So how do we teach our children to survive in a highly competitive, idealistic, stressful world without medicating themselves? We need to slow everything down, as Eckhart Tolle, a well-known author advises: “In today's rush we all think too much - seek too much - want too much - and forget about the joy of just being.” Focus on what is really important in life.
- Our children should know that they are awesome just the way they are. They do not have to be ‘perfect,’ or good at everything to be valuable and important. Finding their passion should be their main goal.
- Seek help and support when we or our children need it. There are marvellous therapists, mentors, teachers and healers in the world who can help with stress, concentration, extra lessons and anything else we may need. It is not a sign of weakness to ask for help. As Dr Gold author of ‘Keeping your child in mind,’ notes: “Equally important, in medicating the symptom away, the underlying issues in relationships are not addressed. Medication can have the effect of silencing everyone.”
- Stress is a perception, as what is stressful for one person, may not be perceived as stressful to someone else. If we find our teens are constantly stressed, we need to find creative ways of helping them cope. This could be through simplifying life, meditating, pursuing artistic endeavours, or engaging in physical activities, as Hippocrates said “Walking is man’s best medicine.”

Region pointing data
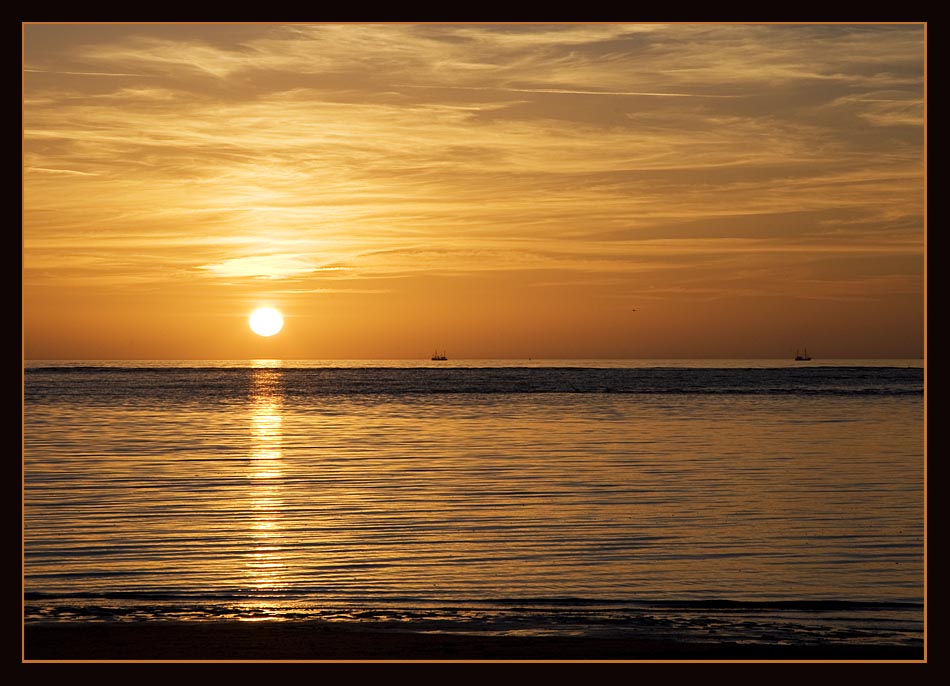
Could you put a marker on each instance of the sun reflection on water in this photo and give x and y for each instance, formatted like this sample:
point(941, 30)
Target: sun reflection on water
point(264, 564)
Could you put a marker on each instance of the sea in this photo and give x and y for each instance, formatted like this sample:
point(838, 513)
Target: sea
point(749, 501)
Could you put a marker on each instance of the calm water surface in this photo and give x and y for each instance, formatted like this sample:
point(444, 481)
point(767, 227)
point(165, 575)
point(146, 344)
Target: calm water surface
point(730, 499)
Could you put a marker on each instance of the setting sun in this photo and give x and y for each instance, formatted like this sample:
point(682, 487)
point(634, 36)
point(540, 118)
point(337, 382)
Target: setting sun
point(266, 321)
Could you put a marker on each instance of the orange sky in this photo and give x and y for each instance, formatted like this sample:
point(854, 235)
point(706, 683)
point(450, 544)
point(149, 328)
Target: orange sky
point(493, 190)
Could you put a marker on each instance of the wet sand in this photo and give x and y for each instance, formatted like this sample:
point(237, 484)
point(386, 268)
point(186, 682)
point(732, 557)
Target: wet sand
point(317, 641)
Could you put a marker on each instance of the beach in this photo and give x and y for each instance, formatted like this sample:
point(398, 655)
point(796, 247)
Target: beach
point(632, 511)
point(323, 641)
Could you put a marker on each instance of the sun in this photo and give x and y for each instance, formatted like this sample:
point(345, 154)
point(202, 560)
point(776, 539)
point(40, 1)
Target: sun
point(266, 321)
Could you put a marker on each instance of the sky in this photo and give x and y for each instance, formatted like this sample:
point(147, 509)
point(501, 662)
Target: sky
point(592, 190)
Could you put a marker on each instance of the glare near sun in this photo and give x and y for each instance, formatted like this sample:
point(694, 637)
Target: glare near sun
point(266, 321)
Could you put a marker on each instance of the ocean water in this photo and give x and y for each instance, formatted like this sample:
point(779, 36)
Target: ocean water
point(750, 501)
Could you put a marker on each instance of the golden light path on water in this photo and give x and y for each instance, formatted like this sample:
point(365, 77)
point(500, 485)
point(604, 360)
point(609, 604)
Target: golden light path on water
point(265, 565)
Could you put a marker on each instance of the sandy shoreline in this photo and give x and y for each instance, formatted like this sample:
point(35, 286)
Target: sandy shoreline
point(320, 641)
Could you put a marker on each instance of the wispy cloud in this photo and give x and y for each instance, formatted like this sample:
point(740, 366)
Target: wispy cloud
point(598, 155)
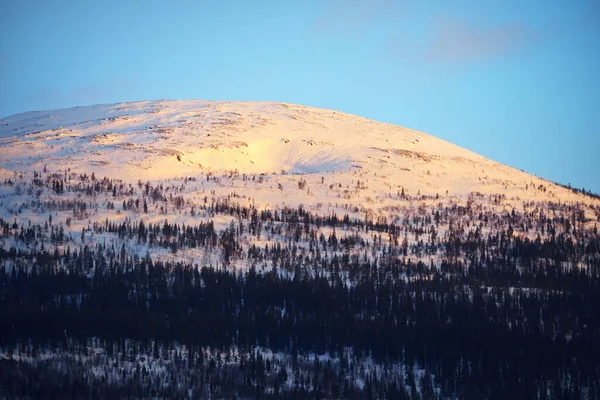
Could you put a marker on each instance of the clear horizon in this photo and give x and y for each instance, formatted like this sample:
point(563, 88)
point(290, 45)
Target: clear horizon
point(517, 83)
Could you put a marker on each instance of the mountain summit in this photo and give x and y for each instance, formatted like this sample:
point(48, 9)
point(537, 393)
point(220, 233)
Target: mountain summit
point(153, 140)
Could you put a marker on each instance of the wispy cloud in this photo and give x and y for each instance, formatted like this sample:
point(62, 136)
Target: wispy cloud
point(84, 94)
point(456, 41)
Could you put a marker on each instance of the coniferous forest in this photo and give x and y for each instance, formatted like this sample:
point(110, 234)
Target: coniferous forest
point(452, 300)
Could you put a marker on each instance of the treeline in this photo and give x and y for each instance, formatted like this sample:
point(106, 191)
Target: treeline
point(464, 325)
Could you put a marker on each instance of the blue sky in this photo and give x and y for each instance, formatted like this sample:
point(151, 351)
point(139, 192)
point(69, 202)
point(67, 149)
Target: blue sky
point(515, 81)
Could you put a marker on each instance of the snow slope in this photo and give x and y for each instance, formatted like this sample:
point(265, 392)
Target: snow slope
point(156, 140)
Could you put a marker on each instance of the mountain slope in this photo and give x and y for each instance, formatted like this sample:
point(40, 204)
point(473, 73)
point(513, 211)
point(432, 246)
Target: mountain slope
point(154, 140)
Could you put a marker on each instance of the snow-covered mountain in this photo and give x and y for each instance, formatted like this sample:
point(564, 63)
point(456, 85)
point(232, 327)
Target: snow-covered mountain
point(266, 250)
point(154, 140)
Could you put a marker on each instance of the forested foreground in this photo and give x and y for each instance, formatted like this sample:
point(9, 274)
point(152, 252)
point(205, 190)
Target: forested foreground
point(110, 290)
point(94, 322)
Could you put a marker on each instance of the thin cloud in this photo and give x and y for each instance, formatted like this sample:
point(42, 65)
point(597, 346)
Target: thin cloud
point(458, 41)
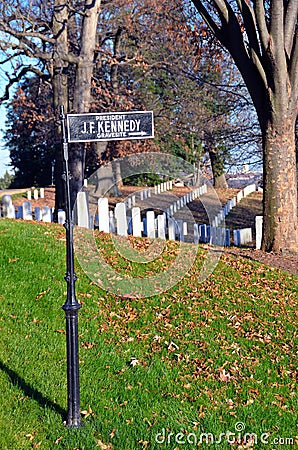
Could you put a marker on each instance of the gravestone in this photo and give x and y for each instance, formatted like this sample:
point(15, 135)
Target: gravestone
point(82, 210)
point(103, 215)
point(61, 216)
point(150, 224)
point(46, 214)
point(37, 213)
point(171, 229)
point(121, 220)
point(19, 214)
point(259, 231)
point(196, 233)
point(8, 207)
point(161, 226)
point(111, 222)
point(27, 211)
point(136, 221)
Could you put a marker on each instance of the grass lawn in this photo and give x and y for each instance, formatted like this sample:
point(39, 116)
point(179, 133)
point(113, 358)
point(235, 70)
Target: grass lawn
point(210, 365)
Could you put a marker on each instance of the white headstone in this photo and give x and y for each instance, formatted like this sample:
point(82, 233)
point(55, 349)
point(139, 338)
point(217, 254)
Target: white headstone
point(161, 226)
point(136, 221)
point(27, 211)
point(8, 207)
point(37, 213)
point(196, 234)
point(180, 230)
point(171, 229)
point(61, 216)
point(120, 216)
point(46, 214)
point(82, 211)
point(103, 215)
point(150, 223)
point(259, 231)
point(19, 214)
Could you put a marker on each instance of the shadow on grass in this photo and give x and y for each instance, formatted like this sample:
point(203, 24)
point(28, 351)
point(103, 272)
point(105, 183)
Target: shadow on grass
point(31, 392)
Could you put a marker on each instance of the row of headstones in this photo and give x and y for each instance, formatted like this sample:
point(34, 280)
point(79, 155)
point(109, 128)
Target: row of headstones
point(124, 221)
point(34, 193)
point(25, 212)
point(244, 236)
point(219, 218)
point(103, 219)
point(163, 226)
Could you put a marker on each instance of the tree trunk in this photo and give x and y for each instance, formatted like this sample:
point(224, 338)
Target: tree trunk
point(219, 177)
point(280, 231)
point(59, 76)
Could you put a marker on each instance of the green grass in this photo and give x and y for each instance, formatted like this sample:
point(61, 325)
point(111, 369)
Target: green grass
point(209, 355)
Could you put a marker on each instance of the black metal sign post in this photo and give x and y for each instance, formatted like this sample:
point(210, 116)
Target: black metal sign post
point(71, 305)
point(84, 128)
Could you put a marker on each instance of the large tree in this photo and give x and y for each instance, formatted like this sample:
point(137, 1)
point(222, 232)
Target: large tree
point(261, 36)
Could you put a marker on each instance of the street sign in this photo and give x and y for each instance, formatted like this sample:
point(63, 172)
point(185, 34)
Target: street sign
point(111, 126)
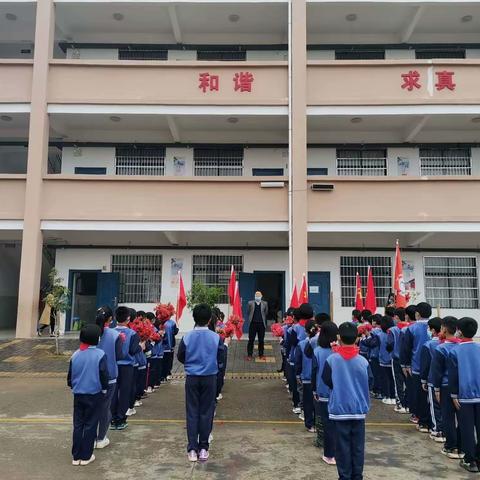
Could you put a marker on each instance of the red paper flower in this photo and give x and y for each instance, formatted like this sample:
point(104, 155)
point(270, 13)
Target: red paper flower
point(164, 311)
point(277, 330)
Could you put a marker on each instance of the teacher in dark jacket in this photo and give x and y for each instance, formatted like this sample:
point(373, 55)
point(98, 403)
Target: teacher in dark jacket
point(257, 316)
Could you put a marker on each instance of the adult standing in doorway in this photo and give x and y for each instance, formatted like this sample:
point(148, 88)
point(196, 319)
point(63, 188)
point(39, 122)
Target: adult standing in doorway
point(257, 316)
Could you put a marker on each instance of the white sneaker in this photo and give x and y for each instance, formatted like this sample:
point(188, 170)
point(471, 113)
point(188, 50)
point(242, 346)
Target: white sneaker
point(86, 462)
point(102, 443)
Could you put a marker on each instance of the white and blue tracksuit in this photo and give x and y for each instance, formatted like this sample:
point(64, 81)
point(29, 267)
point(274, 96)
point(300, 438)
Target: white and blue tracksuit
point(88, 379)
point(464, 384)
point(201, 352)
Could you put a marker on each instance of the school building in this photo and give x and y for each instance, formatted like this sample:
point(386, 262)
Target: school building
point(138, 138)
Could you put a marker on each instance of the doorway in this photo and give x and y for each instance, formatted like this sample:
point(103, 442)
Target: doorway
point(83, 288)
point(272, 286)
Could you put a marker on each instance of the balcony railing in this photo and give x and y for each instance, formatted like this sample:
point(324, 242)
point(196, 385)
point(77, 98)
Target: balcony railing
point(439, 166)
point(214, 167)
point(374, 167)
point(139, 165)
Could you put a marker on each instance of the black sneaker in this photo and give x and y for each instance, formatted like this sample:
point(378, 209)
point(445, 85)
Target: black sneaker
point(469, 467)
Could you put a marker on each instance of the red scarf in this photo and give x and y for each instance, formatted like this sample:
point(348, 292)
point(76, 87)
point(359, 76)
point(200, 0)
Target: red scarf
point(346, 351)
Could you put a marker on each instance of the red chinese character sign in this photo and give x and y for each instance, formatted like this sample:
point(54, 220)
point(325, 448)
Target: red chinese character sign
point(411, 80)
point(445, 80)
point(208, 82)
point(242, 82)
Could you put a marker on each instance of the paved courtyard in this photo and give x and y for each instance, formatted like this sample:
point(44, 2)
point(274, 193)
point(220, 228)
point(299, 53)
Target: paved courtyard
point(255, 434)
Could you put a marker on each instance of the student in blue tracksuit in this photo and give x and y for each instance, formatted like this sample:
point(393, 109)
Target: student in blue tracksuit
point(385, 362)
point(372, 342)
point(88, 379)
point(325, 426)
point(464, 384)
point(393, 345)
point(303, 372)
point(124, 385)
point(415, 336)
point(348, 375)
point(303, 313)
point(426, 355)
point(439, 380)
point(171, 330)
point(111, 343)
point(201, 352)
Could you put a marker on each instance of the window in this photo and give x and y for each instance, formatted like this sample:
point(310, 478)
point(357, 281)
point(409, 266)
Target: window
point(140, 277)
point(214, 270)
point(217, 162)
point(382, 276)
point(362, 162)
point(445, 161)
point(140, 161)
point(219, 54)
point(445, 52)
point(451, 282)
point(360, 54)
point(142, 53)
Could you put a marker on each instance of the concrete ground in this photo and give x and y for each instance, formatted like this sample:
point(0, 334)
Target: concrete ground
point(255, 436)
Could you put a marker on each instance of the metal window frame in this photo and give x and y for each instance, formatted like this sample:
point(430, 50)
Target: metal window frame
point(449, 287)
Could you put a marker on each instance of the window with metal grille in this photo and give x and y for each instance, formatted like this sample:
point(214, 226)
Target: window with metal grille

• [What you will do]:
A) In the passage on helping children cope with stress, what is the title of the book by Dr Gold?
B) For each statement, say whether it agrees with the passage on helping children cope with stress, and quote the words that decide it. (i) Asking for help is a sign of weakness. (ii) Children must be good at everything to be valuable. (iii) Stress is a perception.
C) Extend the passage on helping children cope with stress from where it stops.

• [Task results]:
A) ‘Keeping your child in mind’

B)
(i) No: "It is not a sign of weakness to ask for help."
(ii) No: "They do not have to be ‘perfect,’ or good at everything to be valuable and important."
(iii) Yes: "Stress is a perception"

C)
- Teach and practice tolerance and acceptance. What makes our world interesting is the diversity of people on the planet. We need to worry less about how we can be like others. Rather we should embrace our uniqueness and the individuality of others.
- Practice stilling the mind or ‘mindfulness,’ and teach our teens to do the same. Be consciously present in the moment, neither worrying about what has happened nor what will happen, rather, focus on what is happening. As Abraham Maslow wisely advises, “I can feel guilty about the past, apprehensive about the future, but only in the present can I act. The ability to be in the present moment is a major component of mental wellness.” Concentrate on slowing our breathing and our thoughts, striving to turn negative thoughts into positive actions.
- Schedule time to connect with our children, acknowledging their fears and concerns and offering support, rather than additional criticism and pressure.
- Practice, and teach resilience- the ability to rise above difficult situations. Embrace failure and loss as opportunities, optimistically moving forward. Endeavour to continue, using creative problem solving techniques to do things differently. “When families rely primarily on medication, children do not have the opportunity to develop coping skills to adapt to new situations and frustrations.” Dr Gold, paediatrician and author.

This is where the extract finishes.